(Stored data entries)
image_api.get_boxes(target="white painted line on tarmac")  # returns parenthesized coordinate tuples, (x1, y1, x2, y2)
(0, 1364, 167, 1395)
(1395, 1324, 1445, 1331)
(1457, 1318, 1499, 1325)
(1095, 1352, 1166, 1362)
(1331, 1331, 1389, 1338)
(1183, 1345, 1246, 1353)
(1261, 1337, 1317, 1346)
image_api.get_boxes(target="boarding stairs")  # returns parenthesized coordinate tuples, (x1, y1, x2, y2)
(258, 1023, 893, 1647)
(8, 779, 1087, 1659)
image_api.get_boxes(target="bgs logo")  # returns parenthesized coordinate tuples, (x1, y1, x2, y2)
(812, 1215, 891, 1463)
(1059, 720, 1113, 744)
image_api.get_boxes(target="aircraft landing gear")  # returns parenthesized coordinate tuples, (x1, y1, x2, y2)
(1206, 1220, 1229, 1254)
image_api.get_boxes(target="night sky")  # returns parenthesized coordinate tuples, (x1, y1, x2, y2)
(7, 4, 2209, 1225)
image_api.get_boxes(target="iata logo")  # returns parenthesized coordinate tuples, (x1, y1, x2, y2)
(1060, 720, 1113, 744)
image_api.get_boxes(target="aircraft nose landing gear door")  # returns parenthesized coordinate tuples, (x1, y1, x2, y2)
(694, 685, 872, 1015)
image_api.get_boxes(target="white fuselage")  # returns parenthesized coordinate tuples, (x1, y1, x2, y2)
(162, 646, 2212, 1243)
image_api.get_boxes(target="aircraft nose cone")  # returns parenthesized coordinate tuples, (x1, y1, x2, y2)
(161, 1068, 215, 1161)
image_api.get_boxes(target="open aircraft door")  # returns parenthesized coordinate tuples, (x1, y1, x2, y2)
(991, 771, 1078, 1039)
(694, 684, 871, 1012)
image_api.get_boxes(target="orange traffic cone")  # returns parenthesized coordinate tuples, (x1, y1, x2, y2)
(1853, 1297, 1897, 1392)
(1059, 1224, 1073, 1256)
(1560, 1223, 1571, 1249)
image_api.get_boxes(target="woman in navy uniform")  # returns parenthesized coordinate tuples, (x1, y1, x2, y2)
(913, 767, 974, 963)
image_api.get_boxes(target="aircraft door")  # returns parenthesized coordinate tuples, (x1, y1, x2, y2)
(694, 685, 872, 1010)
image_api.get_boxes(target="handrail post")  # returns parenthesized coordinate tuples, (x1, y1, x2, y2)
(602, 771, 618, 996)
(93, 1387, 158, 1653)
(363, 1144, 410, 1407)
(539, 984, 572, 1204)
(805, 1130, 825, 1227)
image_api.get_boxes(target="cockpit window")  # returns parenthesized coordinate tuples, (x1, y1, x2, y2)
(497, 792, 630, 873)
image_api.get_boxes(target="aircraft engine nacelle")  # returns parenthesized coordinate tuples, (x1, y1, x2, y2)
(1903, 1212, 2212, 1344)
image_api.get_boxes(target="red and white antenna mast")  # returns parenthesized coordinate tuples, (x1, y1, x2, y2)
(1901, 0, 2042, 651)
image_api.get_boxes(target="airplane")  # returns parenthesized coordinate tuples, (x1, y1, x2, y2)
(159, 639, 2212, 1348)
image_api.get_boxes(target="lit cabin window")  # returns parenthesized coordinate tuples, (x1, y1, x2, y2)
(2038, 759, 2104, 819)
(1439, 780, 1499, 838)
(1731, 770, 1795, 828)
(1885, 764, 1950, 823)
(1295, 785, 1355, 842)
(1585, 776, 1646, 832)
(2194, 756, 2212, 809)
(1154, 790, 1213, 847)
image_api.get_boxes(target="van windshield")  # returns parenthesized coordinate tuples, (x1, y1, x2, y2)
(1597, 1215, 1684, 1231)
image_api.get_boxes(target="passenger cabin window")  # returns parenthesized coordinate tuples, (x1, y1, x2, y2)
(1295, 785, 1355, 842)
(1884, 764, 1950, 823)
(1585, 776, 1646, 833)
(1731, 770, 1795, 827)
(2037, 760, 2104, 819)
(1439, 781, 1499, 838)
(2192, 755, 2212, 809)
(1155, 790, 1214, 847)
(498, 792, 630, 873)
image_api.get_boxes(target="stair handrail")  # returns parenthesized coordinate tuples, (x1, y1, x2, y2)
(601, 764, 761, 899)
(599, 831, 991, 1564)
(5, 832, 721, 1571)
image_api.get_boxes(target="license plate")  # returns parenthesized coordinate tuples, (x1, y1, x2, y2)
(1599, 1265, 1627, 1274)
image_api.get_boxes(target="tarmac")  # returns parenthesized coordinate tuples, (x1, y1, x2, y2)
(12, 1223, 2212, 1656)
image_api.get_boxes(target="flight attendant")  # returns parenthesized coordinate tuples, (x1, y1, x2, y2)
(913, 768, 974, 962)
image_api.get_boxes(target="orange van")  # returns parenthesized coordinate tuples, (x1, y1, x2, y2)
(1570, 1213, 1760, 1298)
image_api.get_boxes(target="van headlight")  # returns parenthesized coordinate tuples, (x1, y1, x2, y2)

**TASK GOAL**
Write each record above out again exactly as it reads.

**TASK RESPONSE**
image_api.get_boxes(target="white painted line on tarmac")  # returns parenthesized coordinate tuples, (x1, y1, x2, y2)
(0, 1364, 167, 1395)
(1395, 1324, 1445, 1331)
(1457, 1318, 1499, 1325)
(1095, 1352, 1166, 1362)
(1331, 1331, 1389, 1338)
(1183, 1345, 1246, 1353)
(1261, 1337, 1317, 1346)
image_api.get_boxes(target="boarding stairs")  # returns parenthesized coordinate tuples, (x1, y1, x2, y2)
(258, 1023, 893, 1647)
(8, 779, 1087, 1659)
image_api.get_boxes(target="bgs logo")  # returns parenthesized coordinate tuples, (x1, y1, x2, y2)
(812, 1215, 891, 1463)
(1059, 720, 1113, 744)
image_api.get_boxes(target="aircraft landing gear")  # returns parenthesized coordinate tuples, (x1, y1, x2, y2)
(1206, 1220, 1229, 1254)
image_api.get_boxes(target="night sky")  # returns parenthesized coordinate tuples, (x1, y1, x2, y2)
(7, 4, 2209, 1225)
image_api.get_boxes(target="iata logo")  # returns parenthesized coordinate tuples, (x1, y1, x2, y2)
(1060, 720, 1113, 744)
image_api.get_boxes(target="aircraft nose landing gear door")  # returns parenthesized coordinate tuples, (x1, y1, x2, y2)
(694, 685, 872, 1015)
image_api.get_boxes(target="white fuselage")  # returns parenthesized coordinate tuples, (x1, y1, x2, y2)
(162, 646, 2212, 1243)
image_api.get_boxes(target="aircraft nose cone")  # returns parenthesized coordinate tuples, (x1, y1, x2, y2)
(161, 1068, 215, 1161)
image_api.get_boxes(target="open aircraft door")  # returns parenthesized coordinate tuples, (x1, y1, x2, y2)
(991, 771, 1078, 1039)
(694, 684, 871, 1012)
image_api.get_boxes(target="orange traffic cone")  # returns parenthesized coordinate tuples, (x1, y1, x2, y2)
(1853, 1297, 1897, 1392)
(1059, 1224, 1073, 1256)
(1560, 1223, 1571, 1249)
image_api.get_boxes(target="woman in navy uniform")  # returns parenthesized coordinate tuples, (x1, y1, x2, y2)
(913, 767, 974, 963)
image_api.get_boxes(target="aircraft door")  # returns parenthesized coordinate tuples, (x1, y1, x2, y2)
(694, 685, 872, 1010)
image_api.get_boxes(target="handrail post")  # returns parenthesized coordinate tuples, (x1, y1, x2, y2)
(602, 771, 618, 996)
(93, 1387, 158, 1653)
(363, 1144, 410, 1407)
(539, 984, 572, 1204)
(805, 1130, 825, 1227)
image_api.get_boxes(target="cockpit window")  # returns parenthesized coordinate tuples, (x1, y1, x2, y2)
(497, 792, 630, 873)
image_api.get_boxes(target="aircraft engine nacelle")  # returns parenthesized coordinate tuples, (x1, y1, x2, y2)
(1903, 1212, 2212, 1344)
image_api.get_boxes(target="red and white antenna mast")  # returns parenthesized coordinate tuples, (x1, y1, x2, y2)
(1901, 0, 2042, 651)
image_api.get_boxes(target="airplane")  # returns parenthesized coordinate tuples, (x1, y1, x2, y2)
(159, 639, 2212, 1348)
image_api.get_boxes(target="lit cabin window")  # returns parenthesized coordinate tuples, (x1, y1, x2, y2)
(2038, 759, 2104, 819)
(1439, 780, 1499, 838)
(1731, 770, 1795, 828)
(1885, 764, 1950, 823)
(1295, 785, 1355, 842)
(1585, 776, 1646, 832)
(2194, 756, 2212, 809)
(1154, 790, 1213, 847)
image_api.get_boxes(target="van windshield")  # returns parenthesized coordinate tuples, (x1, y1, x2, y2)
(1597, 1215, 1684, 1231)
image_api.get_boxes(target="passenger cabin window")  # returns parenthesized coordinate tuples, (x1, y1, x2, y2)
(1295, 785, 1355, 842)
(1884, 764, 1950, 823)
(1585, 776, 1646, 833)
(1731, 770, 1795, 827)
(2037, 760, 2104, 819)
(1439, 781, 1499, 838)
(2192, 755, 2212, 809)
(1155, 790, 1214, 847)
(498, 792, 630, 873)
image_api.get_boxes(target="stair handrail")  # returns parenthesized coordinate tuples, (x1, y1, x2, y2)
(601, 764, 761, 899)
(599, 831, 991, 1564)
(5, 832, 721, 1571)
image_api.get_boxes(target="license plate")  # returns parenthesized coordinate tuples, (x1, y1, x2, y2)
(1599, 1265, 1627, 1274)
image_api.get_boxes(target="tarmac")  # returns parenthesized coordinate tuples, (x1, y1, x2, y2)
(12, 1223, 2212, 1656)
image_api.get_boxes(target="flight attendant")  # returns parenthesized coordinate tuples, (x1, y1, x2, y2)
(913, 768, 974, 962)
image_api.get_boxes(target="orange van")  # returns parenthesized coordinate tuples, (x1, y1, x2, y2)
(1570, 1213, 1760, 1298)
image_api.get_boxes(target="van headlight")  # returns parenthesized coordinate tuples, (x1, y1, x2, y2)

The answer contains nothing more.